[Referring expression data]
###
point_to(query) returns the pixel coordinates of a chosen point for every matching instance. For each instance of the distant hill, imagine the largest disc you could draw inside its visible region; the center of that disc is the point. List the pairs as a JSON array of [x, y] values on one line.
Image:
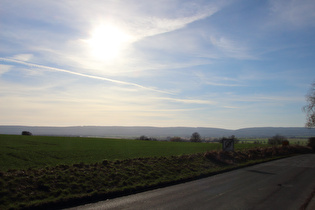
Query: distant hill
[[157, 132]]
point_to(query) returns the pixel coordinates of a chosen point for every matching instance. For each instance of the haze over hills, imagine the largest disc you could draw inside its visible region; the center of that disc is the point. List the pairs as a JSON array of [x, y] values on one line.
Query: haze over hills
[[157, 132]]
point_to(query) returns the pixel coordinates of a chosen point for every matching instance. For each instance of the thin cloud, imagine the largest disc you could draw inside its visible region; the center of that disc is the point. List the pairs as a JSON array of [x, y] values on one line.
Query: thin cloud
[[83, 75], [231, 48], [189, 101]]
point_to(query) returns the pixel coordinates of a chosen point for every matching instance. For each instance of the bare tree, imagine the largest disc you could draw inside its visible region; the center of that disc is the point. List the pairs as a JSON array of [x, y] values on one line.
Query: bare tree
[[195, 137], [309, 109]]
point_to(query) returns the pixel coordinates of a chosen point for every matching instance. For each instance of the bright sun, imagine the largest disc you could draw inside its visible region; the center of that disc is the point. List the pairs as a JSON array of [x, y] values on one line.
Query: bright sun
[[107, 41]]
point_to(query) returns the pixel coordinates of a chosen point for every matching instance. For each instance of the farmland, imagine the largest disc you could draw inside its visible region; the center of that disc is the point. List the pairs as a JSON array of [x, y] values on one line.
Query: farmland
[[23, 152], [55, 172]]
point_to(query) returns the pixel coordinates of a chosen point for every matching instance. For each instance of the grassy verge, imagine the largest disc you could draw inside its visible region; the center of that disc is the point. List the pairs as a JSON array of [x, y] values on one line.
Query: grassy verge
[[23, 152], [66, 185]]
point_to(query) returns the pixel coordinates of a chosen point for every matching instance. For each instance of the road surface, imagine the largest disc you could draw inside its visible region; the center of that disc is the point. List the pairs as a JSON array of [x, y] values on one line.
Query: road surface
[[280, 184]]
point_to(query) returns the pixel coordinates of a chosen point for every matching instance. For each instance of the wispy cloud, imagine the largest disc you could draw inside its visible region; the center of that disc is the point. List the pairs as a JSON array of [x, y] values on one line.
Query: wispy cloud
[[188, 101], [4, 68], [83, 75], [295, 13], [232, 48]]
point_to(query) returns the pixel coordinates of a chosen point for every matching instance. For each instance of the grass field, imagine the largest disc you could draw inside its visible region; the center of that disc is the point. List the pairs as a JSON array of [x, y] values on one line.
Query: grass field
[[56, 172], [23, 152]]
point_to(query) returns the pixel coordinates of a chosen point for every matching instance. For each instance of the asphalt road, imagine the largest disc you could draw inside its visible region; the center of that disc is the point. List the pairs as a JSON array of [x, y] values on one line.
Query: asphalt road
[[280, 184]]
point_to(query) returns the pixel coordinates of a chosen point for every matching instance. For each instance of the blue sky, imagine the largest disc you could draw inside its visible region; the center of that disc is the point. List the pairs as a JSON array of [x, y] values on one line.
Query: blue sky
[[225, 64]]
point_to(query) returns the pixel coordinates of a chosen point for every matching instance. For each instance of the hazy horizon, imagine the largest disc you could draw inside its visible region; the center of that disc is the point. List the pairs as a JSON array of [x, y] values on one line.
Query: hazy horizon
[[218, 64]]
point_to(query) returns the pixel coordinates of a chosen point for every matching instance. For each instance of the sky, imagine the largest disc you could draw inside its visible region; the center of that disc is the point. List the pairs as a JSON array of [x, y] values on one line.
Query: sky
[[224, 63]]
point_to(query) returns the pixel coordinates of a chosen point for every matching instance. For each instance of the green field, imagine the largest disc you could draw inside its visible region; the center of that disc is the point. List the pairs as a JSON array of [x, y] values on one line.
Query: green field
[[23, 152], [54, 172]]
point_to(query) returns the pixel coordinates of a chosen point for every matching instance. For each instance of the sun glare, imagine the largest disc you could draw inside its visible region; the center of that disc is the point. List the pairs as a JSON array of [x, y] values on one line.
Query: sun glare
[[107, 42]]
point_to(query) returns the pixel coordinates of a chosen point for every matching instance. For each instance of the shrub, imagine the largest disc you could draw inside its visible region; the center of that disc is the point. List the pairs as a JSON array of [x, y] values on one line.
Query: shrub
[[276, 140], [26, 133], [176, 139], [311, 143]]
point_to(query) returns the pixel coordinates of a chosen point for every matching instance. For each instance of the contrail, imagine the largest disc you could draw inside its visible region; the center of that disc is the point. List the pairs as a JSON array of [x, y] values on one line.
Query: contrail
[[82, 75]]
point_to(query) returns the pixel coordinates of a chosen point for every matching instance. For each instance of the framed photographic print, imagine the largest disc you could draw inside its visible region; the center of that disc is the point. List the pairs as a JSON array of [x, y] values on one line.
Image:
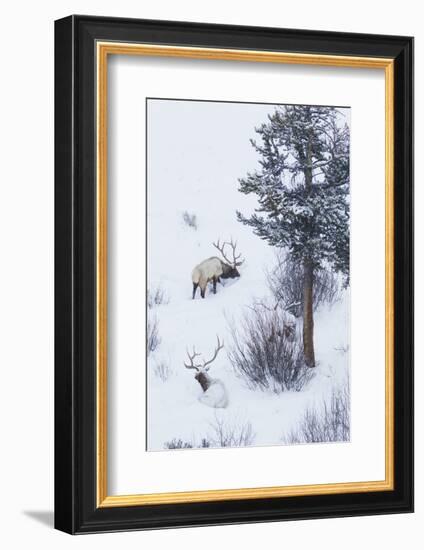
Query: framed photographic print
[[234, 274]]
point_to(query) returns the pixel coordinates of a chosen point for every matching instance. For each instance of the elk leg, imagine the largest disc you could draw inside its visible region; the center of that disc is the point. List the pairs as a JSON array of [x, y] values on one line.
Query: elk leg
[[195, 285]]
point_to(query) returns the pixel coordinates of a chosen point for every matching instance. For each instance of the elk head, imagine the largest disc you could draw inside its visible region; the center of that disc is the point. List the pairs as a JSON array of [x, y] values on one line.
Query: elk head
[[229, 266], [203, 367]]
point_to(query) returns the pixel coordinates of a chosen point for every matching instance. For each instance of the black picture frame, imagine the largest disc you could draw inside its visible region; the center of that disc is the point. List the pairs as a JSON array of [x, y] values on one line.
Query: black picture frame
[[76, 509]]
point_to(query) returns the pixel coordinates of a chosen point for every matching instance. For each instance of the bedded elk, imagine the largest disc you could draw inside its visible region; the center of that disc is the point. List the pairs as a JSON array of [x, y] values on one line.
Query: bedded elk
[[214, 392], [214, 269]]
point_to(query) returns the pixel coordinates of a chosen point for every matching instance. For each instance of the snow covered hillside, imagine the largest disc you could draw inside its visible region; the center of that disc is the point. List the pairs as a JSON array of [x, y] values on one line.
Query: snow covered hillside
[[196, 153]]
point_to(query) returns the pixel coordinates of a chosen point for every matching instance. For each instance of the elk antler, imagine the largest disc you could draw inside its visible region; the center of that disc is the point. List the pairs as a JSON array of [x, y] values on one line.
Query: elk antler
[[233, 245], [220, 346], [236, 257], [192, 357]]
###
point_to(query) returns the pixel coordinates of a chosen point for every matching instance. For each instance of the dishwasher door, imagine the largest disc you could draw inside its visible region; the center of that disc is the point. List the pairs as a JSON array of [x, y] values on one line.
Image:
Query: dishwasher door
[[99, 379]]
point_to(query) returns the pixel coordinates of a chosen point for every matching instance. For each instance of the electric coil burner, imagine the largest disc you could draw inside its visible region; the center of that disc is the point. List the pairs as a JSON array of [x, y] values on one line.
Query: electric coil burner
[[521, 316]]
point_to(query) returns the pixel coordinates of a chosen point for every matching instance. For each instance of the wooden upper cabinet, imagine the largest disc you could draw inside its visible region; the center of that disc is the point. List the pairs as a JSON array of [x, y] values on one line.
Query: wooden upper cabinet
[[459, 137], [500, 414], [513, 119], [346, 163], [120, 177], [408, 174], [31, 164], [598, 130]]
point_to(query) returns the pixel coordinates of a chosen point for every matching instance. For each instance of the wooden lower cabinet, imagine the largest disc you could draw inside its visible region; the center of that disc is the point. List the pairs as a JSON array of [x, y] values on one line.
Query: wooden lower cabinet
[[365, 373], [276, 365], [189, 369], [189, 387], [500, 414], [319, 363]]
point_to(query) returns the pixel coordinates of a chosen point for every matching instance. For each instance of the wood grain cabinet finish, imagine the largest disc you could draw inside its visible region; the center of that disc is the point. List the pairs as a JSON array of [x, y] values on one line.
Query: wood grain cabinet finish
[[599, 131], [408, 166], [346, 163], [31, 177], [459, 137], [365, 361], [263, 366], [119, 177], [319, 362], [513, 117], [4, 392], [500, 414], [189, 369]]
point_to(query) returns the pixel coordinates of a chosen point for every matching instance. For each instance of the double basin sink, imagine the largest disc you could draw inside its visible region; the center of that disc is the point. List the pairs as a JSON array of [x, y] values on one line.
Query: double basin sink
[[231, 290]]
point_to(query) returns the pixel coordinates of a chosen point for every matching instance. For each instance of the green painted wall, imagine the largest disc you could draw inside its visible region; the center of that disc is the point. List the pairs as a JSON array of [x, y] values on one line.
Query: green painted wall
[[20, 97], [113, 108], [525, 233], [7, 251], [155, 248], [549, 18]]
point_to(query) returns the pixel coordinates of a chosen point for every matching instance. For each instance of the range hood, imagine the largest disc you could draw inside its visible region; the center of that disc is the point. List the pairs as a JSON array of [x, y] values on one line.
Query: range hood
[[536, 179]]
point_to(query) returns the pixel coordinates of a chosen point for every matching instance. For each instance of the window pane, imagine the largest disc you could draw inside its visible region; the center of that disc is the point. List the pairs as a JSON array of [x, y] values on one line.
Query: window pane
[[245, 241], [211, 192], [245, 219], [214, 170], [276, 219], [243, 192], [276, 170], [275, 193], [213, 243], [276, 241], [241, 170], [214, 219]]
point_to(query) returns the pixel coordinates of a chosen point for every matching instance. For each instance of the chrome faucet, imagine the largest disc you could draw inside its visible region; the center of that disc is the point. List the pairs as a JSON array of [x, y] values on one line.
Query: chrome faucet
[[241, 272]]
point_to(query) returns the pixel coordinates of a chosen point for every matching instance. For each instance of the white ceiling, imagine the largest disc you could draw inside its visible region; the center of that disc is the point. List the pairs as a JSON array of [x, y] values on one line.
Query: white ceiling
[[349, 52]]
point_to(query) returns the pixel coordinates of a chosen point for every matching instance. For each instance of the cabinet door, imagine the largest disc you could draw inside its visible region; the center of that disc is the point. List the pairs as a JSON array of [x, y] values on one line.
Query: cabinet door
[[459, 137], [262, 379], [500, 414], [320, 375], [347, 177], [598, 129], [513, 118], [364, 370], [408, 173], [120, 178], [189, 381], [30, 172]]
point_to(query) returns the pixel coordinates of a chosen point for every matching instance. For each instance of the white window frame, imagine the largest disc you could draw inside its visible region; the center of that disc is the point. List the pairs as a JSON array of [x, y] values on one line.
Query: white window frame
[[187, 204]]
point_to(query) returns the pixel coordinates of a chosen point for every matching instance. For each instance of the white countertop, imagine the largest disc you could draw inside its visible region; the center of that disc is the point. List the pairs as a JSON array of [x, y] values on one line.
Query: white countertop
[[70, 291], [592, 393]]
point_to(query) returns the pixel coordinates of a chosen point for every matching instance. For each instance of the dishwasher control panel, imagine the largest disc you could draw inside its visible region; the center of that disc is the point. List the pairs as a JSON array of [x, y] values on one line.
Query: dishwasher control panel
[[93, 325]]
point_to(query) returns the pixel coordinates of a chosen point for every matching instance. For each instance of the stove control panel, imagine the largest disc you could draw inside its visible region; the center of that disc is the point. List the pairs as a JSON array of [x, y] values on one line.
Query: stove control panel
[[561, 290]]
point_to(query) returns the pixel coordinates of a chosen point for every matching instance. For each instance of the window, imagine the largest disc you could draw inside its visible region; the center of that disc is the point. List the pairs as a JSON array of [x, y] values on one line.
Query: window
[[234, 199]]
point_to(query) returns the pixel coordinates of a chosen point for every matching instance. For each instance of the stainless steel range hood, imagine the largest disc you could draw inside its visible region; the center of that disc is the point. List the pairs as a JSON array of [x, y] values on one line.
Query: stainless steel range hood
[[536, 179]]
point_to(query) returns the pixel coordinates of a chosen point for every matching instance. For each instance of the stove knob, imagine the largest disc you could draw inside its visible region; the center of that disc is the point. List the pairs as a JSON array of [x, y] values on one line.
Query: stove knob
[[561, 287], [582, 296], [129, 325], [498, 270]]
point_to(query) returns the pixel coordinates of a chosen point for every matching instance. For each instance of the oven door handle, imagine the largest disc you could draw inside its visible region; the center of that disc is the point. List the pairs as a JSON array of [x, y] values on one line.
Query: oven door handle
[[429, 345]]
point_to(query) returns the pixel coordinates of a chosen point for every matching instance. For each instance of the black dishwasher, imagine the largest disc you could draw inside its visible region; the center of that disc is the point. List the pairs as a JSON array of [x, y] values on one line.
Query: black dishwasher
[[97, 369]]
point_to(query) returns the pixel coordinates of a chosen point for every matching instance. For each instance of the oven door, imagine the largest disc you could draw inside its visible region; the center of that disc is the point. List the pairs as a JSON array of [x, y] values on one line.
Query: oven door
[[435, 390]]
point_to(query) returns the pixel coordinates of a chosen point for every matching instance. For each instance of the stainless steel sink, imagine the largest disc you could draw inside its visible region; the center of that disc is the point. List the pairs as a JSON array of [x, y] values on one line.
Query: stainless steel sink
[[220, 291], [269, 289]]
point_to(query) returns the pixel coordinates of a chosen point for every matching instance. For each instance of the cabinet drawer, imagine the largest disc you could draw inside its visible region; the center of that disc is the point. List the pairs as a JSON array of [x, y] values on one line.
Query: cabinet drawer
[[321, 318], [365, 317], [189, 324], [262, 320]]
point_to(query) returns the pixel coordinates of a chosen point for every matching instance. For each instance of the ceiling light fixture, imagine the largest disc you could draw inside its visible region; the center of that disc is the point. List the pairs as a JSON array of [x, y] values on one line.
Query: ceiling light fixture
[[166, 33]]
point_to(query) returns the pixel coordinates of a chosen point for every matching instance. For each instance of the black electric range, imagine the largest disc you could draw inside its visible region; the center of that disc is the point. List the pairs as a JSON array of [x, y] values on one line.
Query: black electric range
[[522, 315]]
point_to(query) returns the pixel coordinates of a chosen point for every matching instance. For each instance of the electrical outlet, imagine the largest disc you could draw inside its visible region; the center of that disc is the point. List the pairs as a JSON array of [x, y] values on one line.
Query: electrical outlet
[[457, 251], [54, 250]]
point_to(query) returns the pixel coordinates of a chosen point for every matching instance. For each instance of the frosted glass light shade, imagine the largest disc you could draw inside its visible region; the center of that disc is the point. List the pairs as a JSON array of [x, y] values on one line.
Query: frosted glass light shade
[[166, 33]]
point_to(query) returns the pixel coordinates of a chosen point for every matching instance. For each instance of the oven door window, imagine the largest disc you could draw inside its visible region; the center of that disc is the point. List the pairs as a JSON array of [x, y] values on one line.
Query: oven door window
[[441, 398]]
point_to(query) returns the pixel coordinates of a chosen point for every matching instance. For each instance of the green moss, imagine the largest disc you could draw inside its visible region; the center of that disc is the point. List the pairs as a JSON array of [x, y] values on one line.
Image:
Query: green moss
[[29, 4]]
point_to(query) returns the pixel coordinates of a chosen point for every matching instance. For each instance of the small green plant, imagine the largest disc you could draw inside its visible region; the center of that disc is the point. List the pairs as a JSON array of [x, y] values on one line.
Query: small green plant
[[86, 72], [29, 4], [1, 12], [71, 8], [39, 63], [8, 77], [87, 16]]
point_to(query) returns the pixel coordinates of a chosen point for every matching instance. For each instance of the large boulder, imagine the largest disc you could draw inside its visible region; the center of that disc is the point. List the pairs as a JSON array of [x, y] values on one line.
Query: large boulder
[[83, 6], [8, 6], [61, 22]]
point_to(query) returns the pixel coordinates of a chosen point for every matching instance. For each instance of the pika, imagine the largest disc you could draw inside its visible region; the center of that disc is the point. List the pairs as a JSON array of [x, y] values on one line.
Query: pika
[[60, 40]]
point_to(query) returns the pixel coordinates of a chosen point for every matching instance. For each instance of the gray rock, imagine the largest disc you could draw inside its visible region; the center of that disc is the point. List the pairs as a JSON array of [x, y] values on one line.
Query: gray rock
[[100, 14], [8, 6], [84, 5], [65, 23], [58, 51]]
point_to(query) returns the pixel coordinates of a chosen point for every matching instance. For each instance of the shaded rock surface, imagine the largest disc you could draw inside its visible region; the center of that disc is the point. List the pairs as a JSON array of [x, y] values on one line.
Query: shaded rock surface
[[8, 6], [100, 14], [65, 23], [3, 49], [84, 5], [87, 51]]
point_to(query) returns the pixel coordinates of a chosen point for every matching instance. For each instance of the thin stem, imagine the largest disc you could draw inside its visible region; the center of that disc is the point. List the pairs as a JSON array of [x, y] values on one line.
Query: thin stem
###
Above are the records; copy exactly the lines from the one with "of the distant" through the one with "thin cloud, imagine", including both, and nothing more. Leave out pictures.

point_to(query) returns the pixel coordinates of a chosen point for every matching instance. For each instance of the distant hill, imagine the largest disc you could draw inside its visible region; the center of that disc is the point. List the pairs as a JSON array of [x, y] values on one line.
Image:
Query: distant hill
[[157, 132]]
point_to(query) returns the pixel coordinates of a chosen point for every matching instance. For each instance of the haze over hills, imagine the largest disc you could draw inside its visible region; the center of that disc is the point. List the pairs as a JSON array of [x, y] values on one line.
Query: haze over hills
[[157, 132]]
point_to(query) returns the pixel coordinates of a chosen point for every matching instance. For each instance of the thin cloud, imagine the largest disc you could draw inside its visible region; the center of that disc is the point. List the pairs as a JSON array of [x, y] values on one line.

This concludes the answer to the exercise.